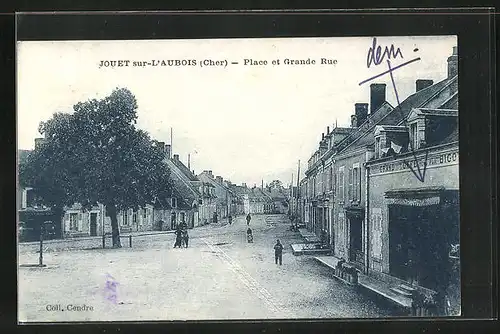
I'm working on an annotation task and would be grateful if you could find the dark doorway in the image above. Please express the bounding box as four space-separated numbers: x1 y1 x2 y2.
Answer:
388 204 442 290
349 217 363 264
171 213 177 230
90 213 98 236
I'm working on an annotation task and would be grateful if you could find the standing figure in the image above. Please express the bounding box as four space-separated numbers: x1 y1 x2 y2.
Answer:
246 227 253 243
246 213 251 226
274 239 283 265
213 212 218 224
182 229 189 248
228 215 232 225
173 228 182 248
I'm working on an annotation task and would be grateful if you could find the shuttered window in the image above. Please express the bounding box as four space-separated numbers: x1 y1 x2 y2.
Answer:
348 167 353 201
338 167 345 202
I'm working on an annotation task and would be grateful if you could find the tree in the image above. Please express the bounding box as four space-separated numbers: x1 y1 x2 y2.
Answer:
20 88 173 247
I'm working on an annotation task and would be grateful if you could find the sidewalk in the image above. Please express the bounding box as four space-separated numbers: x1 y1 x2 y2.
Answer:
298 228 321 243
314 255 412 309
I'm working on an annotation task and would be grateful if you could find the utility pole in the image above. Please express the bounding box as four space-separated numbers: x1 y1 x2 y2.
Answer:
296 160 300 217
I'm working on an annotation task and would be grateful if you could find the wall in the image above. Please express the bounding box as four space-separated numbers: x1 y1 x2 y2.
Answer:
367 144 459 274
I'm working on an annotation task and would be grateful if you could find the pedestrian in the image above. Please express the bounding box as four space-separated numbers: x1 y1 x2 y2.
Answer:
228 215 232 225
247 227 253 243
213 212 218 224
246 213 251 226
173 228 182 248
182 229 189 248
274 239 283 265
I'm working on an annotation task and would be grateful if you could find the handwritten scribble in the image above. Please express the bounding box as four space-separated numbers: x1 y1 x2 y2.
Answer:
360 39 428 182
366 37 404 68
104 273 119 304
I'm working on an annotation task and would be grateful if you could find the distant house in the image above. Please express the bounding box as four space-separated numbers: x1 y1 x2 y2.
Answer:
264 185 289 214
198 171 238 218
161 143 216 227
○ ○ ○ ○ ○ ○ ○
**What the task requires**
Print the material in full and exactly, minus the pictures.

**Reply to the exercise**
I'm working on an annotation task and would be grateful if you could find the dark doorway in the image above. Please express the bounding box as four space-separated numbers: x1 y1 x2 y2.
Answer:
388 204 442 290
349 217 363 264
171 213 177 230
90 213 98 236
I'm working on an annotation task and would be grateful if you could find the standing figure in the image above. Please express the bounding box as four space-separated numbers: x1 y1 x2 y2.
Answer:
246 227 253 243
246 213 251 226
274 239 283 265
213 212 218 224
182 229 189 248
228 215 232 225
173 228 182 248
I'm working on an annotation task and would be grateful if you could find the shuttered window in the image above. Please express the bounding box as four space-separated numbers: x1 y1 x2 y2.
Answer:
348 167 353 201
338 167 345 202
I'm working on an annotation task and would be grateful if you could find the tree in the image above. Please express the bounding box as four space-separated numbers: x1 y1 x2 y2.
Answer:
20 88 173 247
I'm working on an annotation task and would be grateful if you could find the sidewalk in the image above. Please express the bounding box as four space-separated numbers: x1 y1 x2 y2.
Answer:
298 228 321 243
314 255 412 309
I'm working on an annotation task and would be grateful if you could find the utility pole in the image above. Please express the bounding box as four space-separated numbers: x1 y1 x2 y2.
Answer:
296 160 300 217
I'm working on an annotation task and would be grateful if you could find the wall in the image above. Please express the bounding box as four space-separated numbers: x1 y1 x2 y2.
Answer:
367 144 459 274
I'm working on an annotation task and would be grateful if you could find the pedestrian in the image above. Please express the bounding box as four space-separated numbers: x1 y1 x2 y2.
Answer:
228 215 232 225
247 227 253 243
213 212 218 224
246 213 251 226
173 228 182 248
182 229 189 248
274 239 283 265
I'm working on an annotation task and would be grateful if you could find the handwritten scribble in the image above. Please express the bounding box as four space-separated numbers: x1 y1 x2 y2.
Answer:
360 39 428 182
366 37 404 68
104 273 119 304
I'm working on an annotation task and would be grateful if you could find the distant house in the image above. Please express the bounding box as four space-separated numbers: x1 y1 x2 y2.
Answer:
264 185 289 214
198 171 238 218
161 143 216 227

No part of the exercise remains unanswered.